Rewrite the entries starting with the line that contains "As a warehouse robot's perception module, locate player's beard" and going on through the line that contains "704,367,733,397", changing "the arm" to "the gripper" and leaving everything else unchanged. Return only those lines.
========================================================================
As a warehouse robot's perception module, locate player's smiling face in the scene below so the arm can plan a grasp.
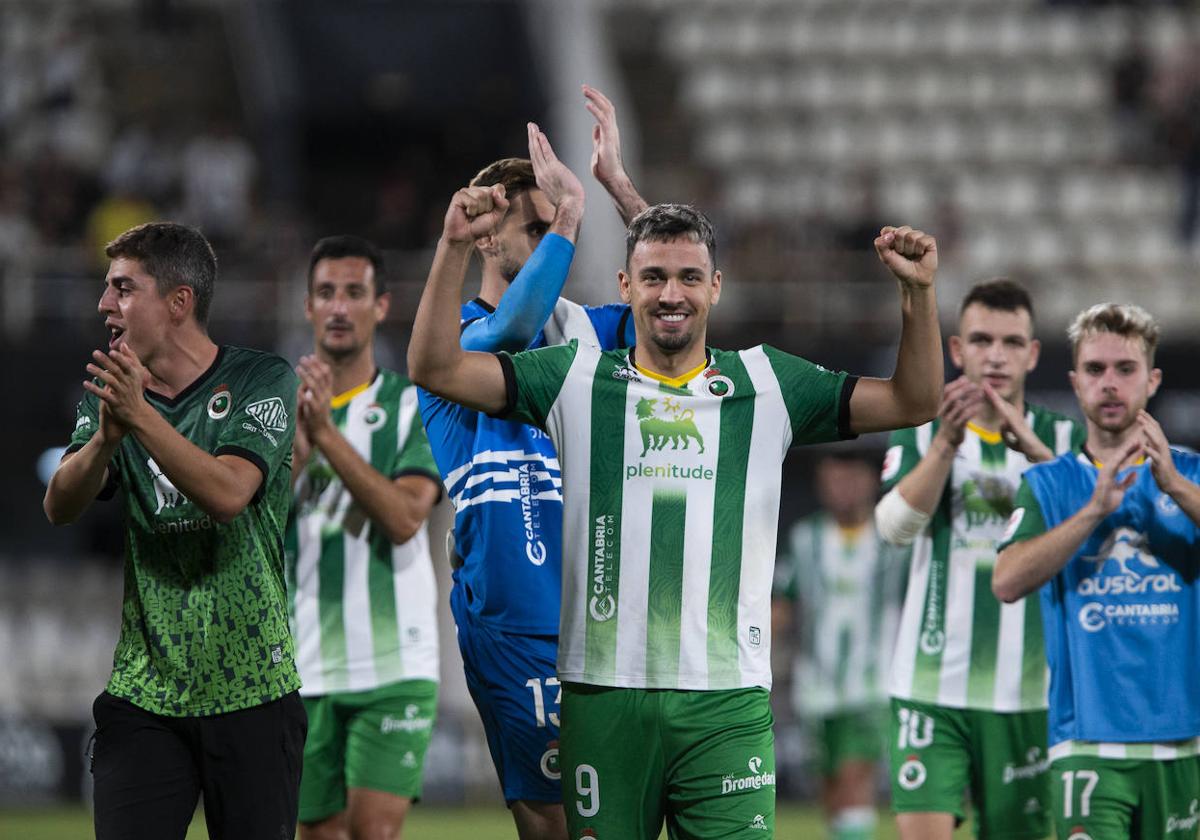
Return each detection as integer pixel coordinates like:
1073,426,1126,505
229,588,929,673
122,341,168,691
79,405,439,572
305,257,389,359
949,304,1040,403
1070,332,1163,433
97,257,172,362
485,190,554,283
618,236,721,355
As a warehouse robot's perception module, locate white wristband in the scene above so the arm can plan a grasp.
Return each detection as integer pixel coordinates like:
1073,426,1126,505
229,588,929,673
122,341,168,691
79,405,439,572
875,487,934,546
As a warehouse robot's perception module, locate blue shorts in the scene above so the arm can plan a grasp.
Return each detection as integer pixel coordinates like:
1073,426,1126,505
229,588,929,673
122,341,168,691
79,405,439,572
450,587,563,808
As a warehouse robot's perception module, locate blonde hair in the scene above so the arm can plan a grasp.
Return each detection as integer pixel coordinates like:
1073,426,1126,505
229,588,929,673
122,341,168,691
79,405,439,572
1067,304,1158,367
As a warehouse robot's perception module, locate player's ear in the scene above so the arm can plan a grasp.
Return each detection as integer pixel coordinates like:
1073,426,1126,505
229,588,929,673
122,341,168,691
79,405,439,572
475,233,499,257
167,286,196,320
946,336,962,371
374,292,391,324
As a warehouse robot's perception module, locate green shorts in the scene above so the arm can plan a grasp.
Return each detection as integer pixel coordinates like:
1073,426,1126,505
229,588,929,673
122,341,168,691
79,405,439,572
817,708,887,779
1050,756,1200,840
559,683,775,840
890,697,1050,840
300,679,438,822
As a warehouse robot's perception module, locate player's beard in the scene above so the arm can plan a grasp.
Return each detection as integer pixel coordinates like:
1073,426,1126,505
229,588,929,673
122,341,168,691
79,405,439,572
320,332,362,361
650,321,691,353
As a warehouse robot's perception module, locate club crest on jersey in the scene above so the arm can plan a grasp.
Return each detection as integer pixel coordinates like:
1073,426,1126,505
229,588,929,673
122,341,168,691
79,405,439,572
209,385,233,420
612,365,642,382
362,402,388,431
635,397,704,455
241,397,288,446
704,367,733,397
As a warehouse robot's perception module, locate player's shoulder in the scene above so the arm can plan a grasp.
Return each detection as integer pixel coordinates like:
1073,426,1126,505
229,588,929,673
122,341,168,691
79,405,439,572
376,367,416,394
1170,445,1200,481
1025,401,1082,428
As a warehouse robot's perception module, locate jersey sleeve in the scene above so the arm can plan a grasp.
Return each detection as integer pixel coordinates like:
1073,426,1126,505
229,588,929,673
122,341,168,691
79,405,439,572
212,356,299,502
763,346,858,445
996,479,1046,552
67,391,120,500
391,385,442,488
497,338,580,431
583,304,634,350
880,428,920,493
460,233,575,353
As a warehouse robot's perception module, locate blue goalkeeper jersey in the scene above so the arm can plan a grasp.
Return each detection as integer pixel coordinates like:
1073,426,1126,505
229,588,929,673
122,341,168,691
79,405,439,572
1009,450,1200,744
420,299,632,636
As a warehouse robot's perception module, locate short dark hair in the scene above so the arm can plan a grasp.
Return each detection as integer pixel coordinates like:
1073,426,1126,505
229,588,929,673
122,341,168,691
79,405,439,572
308,234,388,298
959,277,1033,322
625,204,716,270
104,222,217,326
470,157,538,202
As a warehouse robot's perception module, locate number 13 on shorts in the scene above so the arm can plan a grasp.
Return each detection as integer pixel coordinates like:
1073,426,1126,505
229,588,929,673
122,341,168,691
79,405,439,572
526,672,563,728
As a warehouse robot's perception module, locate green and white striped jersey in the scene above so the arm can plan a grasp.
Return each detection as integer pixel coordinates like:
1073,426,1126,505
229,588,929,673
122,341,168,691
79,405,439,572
775,512,904,718
882,403,1085,712
500,341,854,690
284,370,440,695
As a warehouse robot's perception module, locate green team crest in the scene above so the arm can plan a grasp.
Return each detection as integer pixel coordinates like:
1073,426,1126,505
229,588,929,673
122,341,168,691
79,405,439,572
635,396,704,455
962,473,1016,528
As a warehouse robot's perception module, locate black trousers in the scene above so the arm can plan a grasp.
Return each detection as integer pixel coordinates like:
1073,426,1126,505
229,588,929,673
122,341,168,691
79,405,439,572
91,691,308,840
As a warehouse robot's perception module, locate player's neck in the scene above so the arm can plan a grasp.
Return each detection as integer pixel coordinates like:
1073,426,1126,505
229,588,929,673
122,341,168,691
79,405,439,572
1085,420,1141,463
317,344,377,397
479,263,509,310
145,326,220,398
634,341,708,379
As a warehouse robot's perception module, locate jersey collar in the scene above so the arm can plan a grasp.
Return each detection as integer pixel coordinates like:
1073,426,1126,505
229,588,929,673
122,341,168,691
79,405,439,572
329,367,379,408
629,347,713,388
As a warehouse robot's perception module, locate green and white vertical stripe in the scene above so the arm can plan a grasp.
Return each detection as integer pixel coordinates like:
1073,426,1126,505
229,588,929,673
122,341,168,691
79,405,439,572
287,371,438,695
889,406,1081,712
776,514,901,716
514,346,845,689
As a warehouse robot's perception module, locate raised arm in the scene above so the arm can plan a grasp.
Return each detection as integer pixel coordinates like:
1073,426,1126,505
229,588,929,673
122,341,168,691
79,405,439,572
583,85,647,226
42,402,128,524
462,122,583,353
79,344,267,522
850,227,942,433
408,122,583,413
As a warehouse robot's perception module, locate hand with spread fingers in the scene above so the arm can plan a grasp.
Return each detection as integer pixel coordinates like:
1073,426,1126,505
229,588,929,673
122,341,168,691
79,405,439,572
83,343,154,432
937,377,984,449
1138,408,1180,496
1087,436,1146,517
526,122,583,208
983,383,1054,463
442,184,509,245
296,355,334,446
583,85,647,226
875,226,937,289
583,85,628,193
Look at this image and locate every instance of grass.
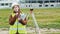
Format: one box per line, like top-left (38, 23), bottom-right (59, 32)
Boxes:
top-left (0, 8), bottom-right (60, 29)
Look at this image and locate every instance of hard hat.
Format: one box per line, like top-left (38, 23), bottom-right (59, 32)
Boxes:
top-left (11, 2), bottom-right (19, 7)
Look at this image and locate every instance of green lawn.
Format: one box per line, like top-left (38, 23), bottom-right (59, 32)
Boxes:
top-left (0, 8), bottom-right (60, 28)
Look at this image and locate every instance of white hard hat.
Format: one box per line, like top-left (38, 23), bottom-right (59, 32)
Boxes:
top-left (11, 2), bottom-right (19, 7)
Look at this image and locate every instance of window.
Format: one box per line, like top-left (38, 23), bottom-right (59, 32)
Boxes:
top-left (38, 1), bottom-right (43, 3)
top-left (26, 5), bottom-right (27, 7)
top-left (1, 3), bottom-right (4, 6)
top-left (45, 5), bottom-right (48, 7)
top-left (44, 1), bottom-right (49, 3)
top-left (32, 1), bottom-right (36, 3)
top-left (51, 5), bottom-right (54, 7)
top-left (5, 3), bottom-right (8, 6)
top-left (39, 5), bottom-right (42, 7)
top-left (29, 5), bottom-right (30, 7)
top-left (50, 0), bottom-right (55, 3)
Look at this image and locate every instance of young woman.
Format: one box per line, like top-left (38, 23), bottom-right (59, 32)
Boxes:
top-left (9, 3), bottom-right (27, 34)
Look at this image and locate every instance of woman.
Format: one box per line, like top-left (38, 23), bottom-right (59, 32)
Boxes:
top-left (9, 3), bottom-right (27, 34)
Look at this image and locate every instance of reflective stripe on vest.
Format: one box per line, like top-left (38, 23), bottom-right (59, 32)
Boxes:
top-left (9, 14), bottom-right (27, 34)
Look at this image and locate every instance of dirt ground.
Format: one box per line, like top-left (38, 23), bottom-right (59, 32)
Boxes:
top-left (0, 28), bottom-right (60, 34)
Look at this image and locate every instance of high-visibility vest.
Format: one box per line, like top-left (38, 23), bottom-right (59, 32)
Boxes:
top-left (9, 14), bottom-right (27, 34)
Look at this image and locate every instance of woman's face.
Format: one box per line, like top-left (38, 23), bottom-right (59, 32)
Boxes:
top-left (13, 5), bottom-right (20, 12)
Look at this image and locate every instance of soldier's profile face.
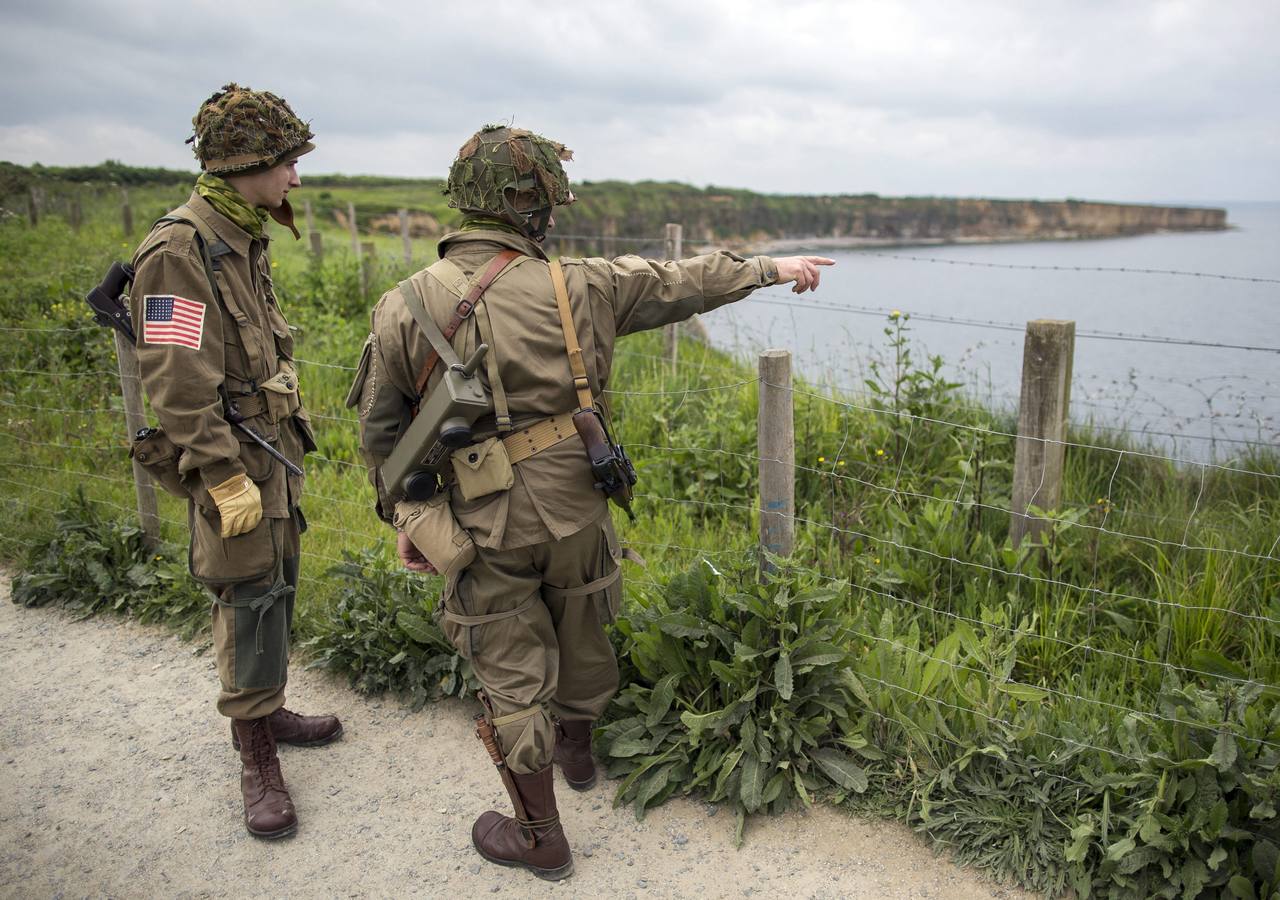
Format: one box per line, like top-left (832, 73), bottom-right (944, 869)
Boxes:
========================================================================
◆ **ANSWER FOR THE TASK**:
As a warehouse robot's perception module, locate player's beard in the scene above so the gripper can plan a grasp.
Return each detection as integer pixel coordinates like:
1073,426,1126,505
229,588,929,673
122,341,168,691
79,405,439,572
320,332,362,361
650,321,691,353
As a warehouse robot's perception module, locate club crest on jersey in the scene above so the gripper can plan a grasp.
Return each detection as integer pixel coordinates like:
1073,426,1126,505
229,588,929,673
122,341,168,691
79,405,439,572
209,385,233,420
612,365,642,382
362,402,388,431
635,397,704,455
241,397,288,446
704,367,733,397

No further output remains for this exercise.